━━━━━ Exercise passage

There are total 163 universities
providing their services in both public
and private sector of education. Out of
these universities 91 (56%) are working
under umbrella of public sector,
whereas 72 (44%) are working under the
supervision of private sector as
reflected.
The total enrolment in the universities,
i.e., at post graduate stage, is 1.355
million. Out of this enrolment 1.141
million (84%) students are enrolled in
public universities, whereas, 0.214
million (16%) students are studying in
private universities. Despite the fact
that there are more universities in public
sector there are less students in these
universities as compare of private
sector.
The total male enrolment in the
universities is 0.753 million (56%),
whereas, the female enrolment is 0.602
million (44%).
Riaz Haq said…
#Pakistan doctoral grads produced in 2014: 1351 #PhD #education http://www.hec.gov.pk/english/universities/Pages/PhD-Produced-by-Pakistani-Universities.aspx …

https://twitter.com/haqsmusings/status/945411423760347136
Riaz Haq said…
National Assembly Standing Committee on Federal Education and Professional Training was on Monday informed that currently around 3 million students were studying in country-wide public and private sector 195 universities (grade 15-16)

https://dunyanews.tv/en/Pakistan/492413-Currently-3mn-students-studying-public-private-universities-NA-Body-told

In his briefing to the committee on Monday, Chairman Higher Education Commission (HEC) Dr Tariq Banuri said the number of students was being increased from 10 to 15 percent each year.

The committee meeting held here under the Chairmanship of Member National Assembly (MNA) Najeeb Ud Din Awaisi was also attended by the other committee members and officials from PEIRA, HEC, AIOU and Ministry of Federal Education.

Dr Tariq Banuri further said that HEC distributes the government funds of higher education to the universities. Around 15,000 research journals had been published last years, the Chairman said adding that HEC provides funds of Rs one billion to the universities in term of research work.

To a question of committee member that whether HEC foreign scholars come back after completing education, the Chairman HEC replied that the return ratio of HEC scholars from abroad was around 97 percent. This return ratio, he said was better than many other countries.

MNA Ali Nawaz Awan asked about the conditions of HEC for awarding registration to the private higher educational institutions as the number of private universities in federal capital was increasing speedily.

Replying the question, Dr Tariq Banuri said that HEC do not manage the universities but regulate them. He further said that HEC reviewing this issue and the universities which were violating the HEC rules in educational programs that were being banned for further admissions.

━━━━━━━━━━

Write the next part of the passage on Pakistan's universities and the Higher Education Commission briefing, starting after its last sentence.

━━━━━ Recorded information

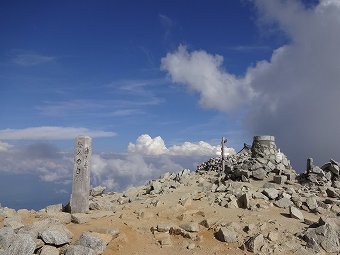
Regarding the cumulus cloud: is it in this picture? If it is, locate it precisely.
[0,141,12,152]
[161,0,340,170]
[0,126,116,140]
[0,134,228,191]
[161,45,254,111]
[128,134,168,155]
[128,134,235,157]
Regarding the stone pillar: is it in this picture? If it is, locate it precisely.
[220,136,227,174]
[251,135,277,159]
[307,158,314,174]
[70,136,92,213]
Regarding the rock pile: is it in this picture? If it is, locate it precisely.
[0,134,340,255]
[299,158,340,188]
[197,136,296,183]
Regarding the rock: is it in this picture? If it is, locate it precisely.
[306,196,318,211]
[200,218,217,229]
[273,175,287,185]
[71,213,91,224]
[245,234,265,253]
[268,231,280,242]
[157,224,171,232]
[151,181,162,194]
[0,227,15,249]
[274,197,293,208]
[326,187,339,198]
[41,225,72,246]
[46,204,63,213]
[4,217,25,231]
[237,193,251,209]
[304,223,340,253]
[65,245,97,255]
[5,234,35,255]
[263,188,279,199]
[252,168,267,180]
[154,232,172,246]
[75,232,108,254]
[215,227,237,243]
[90,186,106,197]
[46,212,71,224]
[187,243,196,250]
[180,222,199,232]
[289,206,304,221]
[40,245,59,255]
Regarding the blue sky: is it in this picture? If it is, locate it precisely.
[0,0,340,208]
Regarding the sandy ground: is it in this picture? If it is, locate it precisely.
[0,177,319,255]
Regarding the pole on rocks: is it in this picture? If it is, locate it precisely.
[70,136,92,213]
[220,136,227,175]
[307,158,314,174]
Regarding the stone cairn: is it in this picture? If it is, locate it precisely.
[299,158,340,188]
[197,136,296,183]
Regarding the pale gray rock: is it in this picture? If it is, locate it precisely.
[289,206,304,221]
[180,222,199,232]
[215,227,237,243]
[237,193,251,209]
[252,168,267,180]
[65,245,97,255]
[0,207,18,218]
[46,204,63,213]
[273,175,287,185]
[274,197,293,208]
[263,188,279,199]
[157,224,171,232]
[71,213,91,224]
[326,187,339,198]
[90,186,106,197]
[306,196,318,211]
[40,245,59,255]
[46,212,71,224]
[41,225,72,246]
[0,227,15,249]
[245,234,265,253]
[75,232,108,254]
[268,231,280,242]
[151,181,162,194]
[28,218,61,238]
[304,223,340,253]
[5,234,35,255]
[200,218,217,229]
[3,216,25,231]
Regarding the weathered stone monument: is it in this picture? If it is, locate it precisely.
[251,135,277,160]
[70,136,92,213]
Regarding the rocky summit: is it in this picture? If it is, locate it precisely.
[0,136,340,255]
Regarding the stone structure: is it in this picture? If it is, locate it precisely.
[70,136,92,213]
[251,135,277,160]
[197,135,296,182]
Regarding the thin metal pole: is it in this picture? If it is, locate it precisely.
[220,136,226,175]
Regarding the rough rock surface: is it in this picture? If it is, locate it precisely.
[0,134,340,255]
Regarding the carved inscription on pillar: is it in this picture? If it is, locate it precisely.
[70,136,92,213]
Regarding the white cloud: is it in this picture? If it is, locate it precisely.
[0,141,12,152]
[161,45,254,111]
[0,135,231,190]
[128,134,168,155]
[161,0,340,170]
[0,126,116,140]
[128,134,235,157]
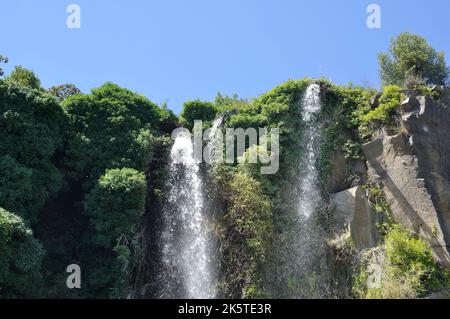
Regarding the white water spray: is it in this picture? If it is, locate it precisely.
[298,84,322,219]
[162,134,215,299]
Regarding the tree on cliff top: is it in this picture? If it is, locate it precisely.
[6,65,41,89]
[378,33,449,86]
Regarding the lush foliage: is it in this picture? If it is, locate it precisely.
[86,168,147,247]
[180,100,217,129]
[379,33,449,86]
[0,54,8,76]
[354,225,450,299]
[361,86,404,123]
[48,83,81,102]
[64,83,170,186]
[216,171,273,298]
[0,81,65,221]
[6,65,41,90]
[0,208,45,298]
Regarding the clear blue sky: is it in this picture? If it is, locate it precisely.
[0,0,450,113]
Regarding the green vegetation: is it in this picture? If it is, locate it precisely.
[0,81,65,222]
[6,65,42,90]
[86,168,147,247]
[0,208,45,298]
[215,170,273,298]
[48,83,81,102]
[379,33,449,86]
[353,225,450,299]
[180,100,217,130]
[0,34,450,298]
[361,86,404,124]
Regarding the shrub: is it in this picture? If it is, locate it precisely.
[0,80,66,222]
[217,172,272,298]
[6,65,42,90]
[63,83,166,189]
[379,33,449,85]
[0,208,45,298]
[361,86,403,123]
[85,168,147,248]
[180,100,217,130]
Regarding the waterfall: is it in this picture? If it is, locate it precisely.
[272,84,330,299]
[298,84,321,219]
[162,133,215,299]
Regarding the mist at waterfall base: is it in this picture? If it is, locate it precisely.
[155,84,331,299]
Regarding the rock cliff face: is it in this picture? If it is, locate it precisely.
[331,89,450,267]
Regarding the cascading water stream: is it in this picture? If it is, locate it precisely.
[298,84,321,219]
[273,84,329,299]
[162,133,216,299]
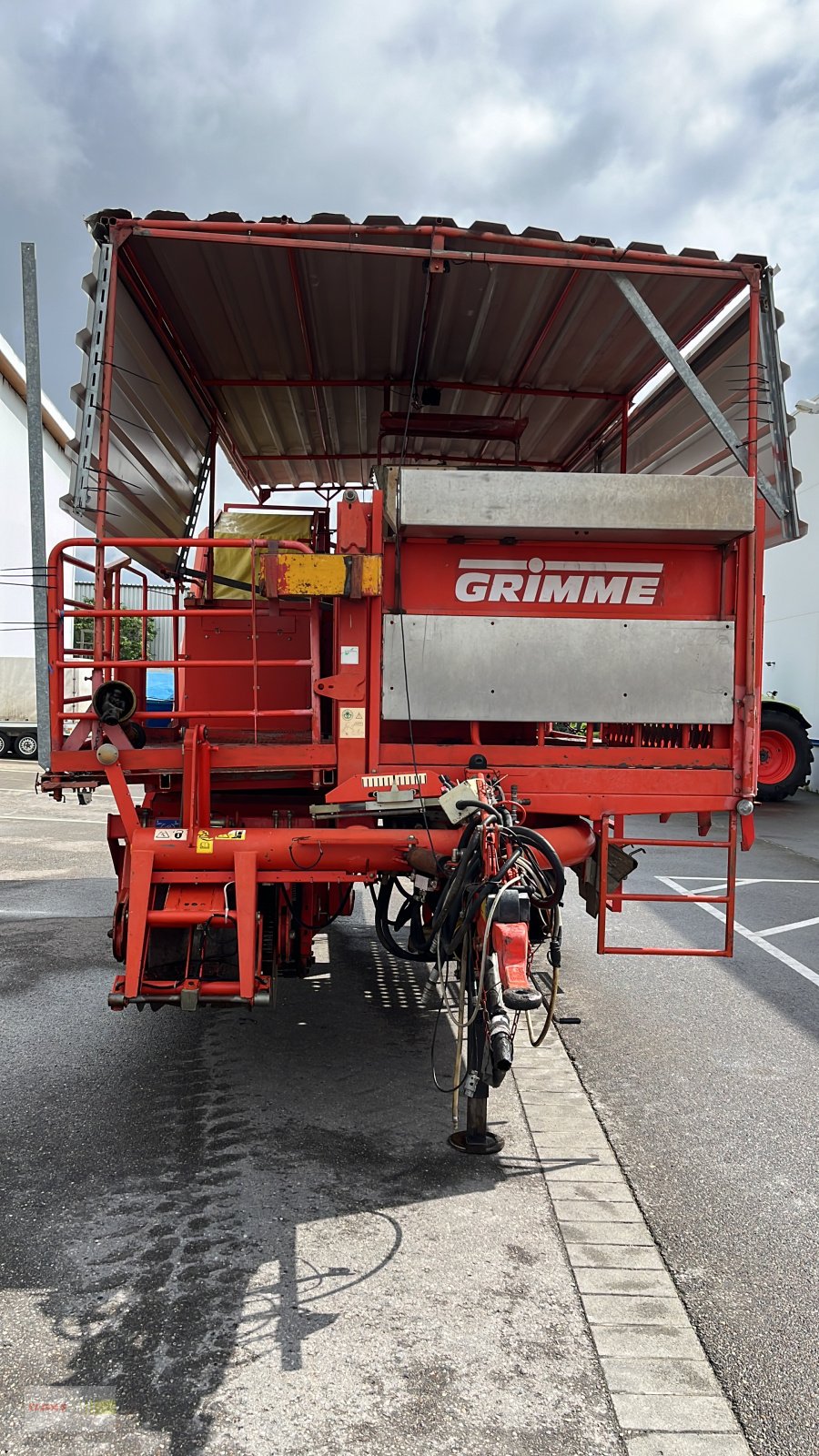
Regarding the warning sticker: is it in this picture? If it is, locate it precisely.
[339,708,368,738]
[197,828,248,854]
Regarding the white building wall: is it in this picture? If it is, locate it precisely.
[0,338,76,658]
[763,398,819,792]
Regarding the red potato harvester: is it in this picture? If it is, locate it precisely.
[30,211,800,1150]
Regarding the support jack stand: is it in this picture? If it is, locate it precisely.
[449,1082,502,1155]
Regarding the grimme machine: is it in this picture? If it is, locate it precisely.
[26,209,800,1150]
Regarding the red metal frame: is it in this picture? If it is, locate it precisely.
[598,813,737,958]
[46,218,763,1006]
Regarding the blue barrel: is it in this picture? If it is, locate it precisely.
[146,667,174,733]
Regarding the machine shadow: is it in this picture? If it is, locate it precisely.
[32,910,540,1456]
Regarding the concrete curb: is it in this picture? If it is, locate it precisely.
[514,1028,751,1456]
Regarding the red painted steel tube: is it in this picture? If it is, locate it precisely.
[609,834,730,849]
[111,217,753,277]
[609,885,730,905]
[53,658,312,672]
[126,221,751,278]
[133,820,594,883]
[620,399,631,475]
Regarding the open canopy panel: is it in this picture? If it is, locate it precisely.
[65,211,798,562]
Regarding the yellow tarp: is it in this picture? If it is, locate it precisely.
[213,511,312,602]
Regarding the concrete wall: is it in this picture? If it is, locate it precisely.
[763,399,819,792]
[0,340,76,658]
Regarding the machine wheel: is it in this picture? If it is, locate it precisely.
[756,708,814,804]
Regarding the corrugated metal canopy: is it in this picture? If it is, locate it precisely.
[66,211,763,561]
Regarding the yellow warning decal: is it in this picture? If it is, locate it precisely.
[197,828,248,854]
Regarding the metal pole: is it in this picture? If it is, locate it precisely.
[20,243,51,769]
[611,272,799,537]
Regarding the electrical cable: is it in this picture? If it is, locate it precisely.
[279,884,352,930]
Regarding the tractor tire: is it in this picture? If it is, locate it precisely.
[756,708,814,804]
[13,733,38,760]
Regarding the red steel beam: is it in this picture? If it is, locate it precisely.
[111,217,756,277]
[118,248,258,490]
[122,220,759,282]
[203,379,621,399]
[245,440,562,466]
[478,272,580,460]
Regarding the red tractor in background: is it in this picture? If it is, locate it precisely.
[28,211,799,1150]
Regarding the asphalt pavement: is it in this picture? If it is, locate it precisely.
[561,794,819,1456]
[0,763,804,1456]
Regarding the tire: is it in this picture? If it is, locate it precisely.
[756,708,814,804]
[15,733,38,762]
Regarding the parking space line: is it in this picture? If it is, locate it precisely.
[667,875,819,895]
[756,915,819,935]
[654,875,819,986]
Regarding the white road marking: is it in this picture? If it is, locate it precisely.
[654,875,819,986]
[756,915,819,935]
[667,875,819,895]
[0,814,108,826]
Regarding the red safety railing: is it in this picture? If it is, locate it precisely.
[598,813,737,956]
[48,536,320,750]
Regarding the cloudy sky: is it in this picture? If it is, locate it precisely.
[0,0,819,420]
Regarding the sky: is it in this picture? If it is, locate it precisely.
[0,0,819,422]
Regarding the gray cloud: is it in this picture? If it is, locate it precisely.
[0,0,819,410]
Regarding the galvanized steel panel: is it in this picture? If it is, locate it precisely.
[61,249,210,571]
[81,214,742,483]
[382,614,734,723]
[398,468,756,541]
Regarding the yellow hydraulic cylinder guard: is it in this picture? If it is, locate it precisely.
[268,551,382,600]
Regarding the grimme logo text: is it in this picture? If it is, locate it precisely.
[455,556,663,607]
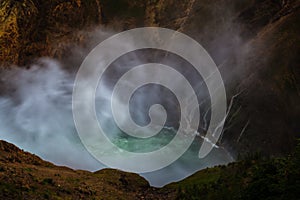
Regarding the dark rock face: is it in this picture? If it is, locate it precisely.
[0,0,300,154]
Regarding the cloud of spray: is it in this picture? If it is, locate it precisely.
[0,1,254,186]
[0,59,101,170]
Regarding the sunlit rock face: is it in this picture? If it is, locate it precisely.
[0,0,101,65]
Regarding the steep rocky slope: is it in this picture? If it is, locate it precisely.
[0,0,300,168]
[0,141,300,200]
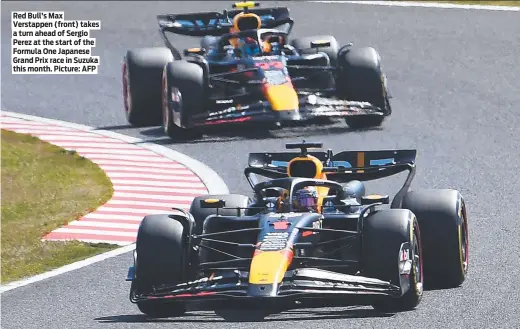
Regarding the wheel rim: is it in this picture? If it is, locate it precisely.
[460,205,469,273]
[162,71,170,134]
[413,223,424,294]
[123,62,132,113]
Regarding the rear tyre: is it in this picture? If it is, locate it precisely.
[402,189,469,288]
[190,194,251,234]
[123,48,173,127]
[336,47,391,129]
[135,215,186,318]
[363,209,423,312]
[162,61,205,140]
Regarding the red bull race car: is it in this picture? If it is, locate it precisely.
[123,2,392,139]
[127,143,469,317]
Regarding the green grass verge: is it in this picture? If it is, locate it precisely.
[1,129,115,283]
[398,0,520,7]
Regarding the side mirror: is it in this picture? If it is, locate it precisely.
[311,40,330,49]
[361,194,390,206]
[184,48,206,56]
[200,199,226,209]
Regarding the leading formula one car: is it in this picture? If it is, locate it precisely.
[123,2,391,139]
[127,143,468,317]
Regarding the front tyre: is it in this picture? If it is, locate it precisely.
[336,47,392,129]
[132,215,187,318]
[122,48,173,127]
[363,209,424,313]
[162,61,205,140]
[402,189,469,288]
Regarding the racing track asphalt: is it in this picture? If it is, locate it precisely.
[1,1,520,329]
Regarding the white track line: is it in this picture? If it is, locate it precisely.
[0,111,229,294]
[307,0,520,11]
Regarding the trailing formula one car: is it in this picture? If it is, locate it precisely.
[123,2,391,139]
[127,143,468,317]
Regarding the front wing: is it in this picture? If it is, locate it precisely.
[191,95,386,126]
[129,268,405,308]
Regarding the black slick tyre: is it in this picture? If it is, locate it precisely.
[135,215,186,318]
[123,48,173,127]
[290,35,339,66]
[336,47,391,129]
[190,194,251,234]
[162,60,205,140]
[362,209,423,313]
[402,189,469,289]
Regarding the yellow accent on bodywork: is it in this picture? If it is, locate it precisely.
[249,249,292,284]
[356,152,365,173]
[235,1,255,8]
[265,83,299,111]
[287,155,323,179]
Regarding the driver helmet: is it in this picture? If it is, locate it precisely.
[292,186,318,211]
[240,37,261,56]
[262,36,283,55]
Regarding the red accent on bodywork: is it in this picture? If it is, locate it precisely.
[204,117,253,125]
[146,291,216,299]
[273,221,289,230]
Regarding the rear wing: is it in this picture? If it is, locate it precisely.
[244,150,417,183]
[157,7,294,37]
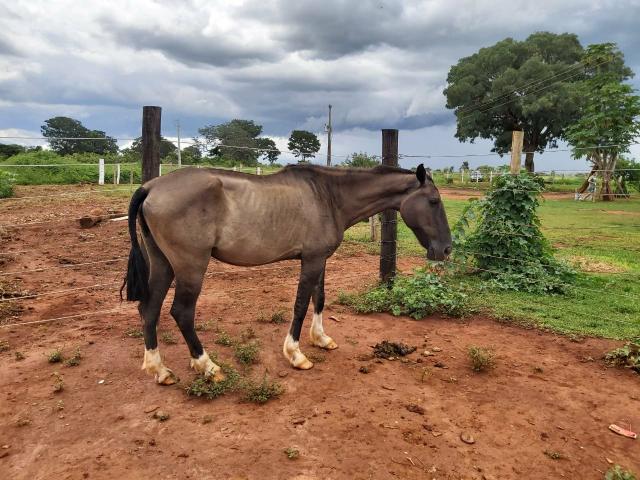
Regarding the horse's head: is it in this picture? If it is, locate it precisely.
[400,164,451,260]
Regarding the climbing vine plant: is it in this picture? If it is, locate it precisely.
[453,174,575,293]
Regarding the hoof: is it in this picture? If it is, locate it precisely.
[156,368,178,385]
[293,357,313,370]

━━━━━━━━━━

● **Answer to the problem**:
Dr Tariq also told the standing committee on federal education that HEC funds were being reduced and requested the committee to support HEC in this regard as it would be a major crisis for higher educational institutions.

The committee also stressed the need of capacity building for teachers as professors of Urdu University were lodging FIR’s against its students.

On demand of the committee, the representatives of private educational schools presented the recommendations to make the role of Private Educational Institutions Regulatory Authority (PEIRA) more functional.

President Private Schools Association Zafran Elahi told the committee that PEIRA was being run illegally after 2015.

Secretary Private Schools Association Abdul Waheed said that PEIRA had wasted thousands of rupees deliberately in fake cases.

President Private Schools Network Dr Afzal Babar said that PEIRA had failed in its basic aim of registration, regulation and promotion of the institutions.
Riaz Haq said…
The (Pakistan) University Grants Commission (UGC) which drew its powers from The University Grants Commission Act, 1974 was replaced by the Higher Education Commission (HEC) in 2002.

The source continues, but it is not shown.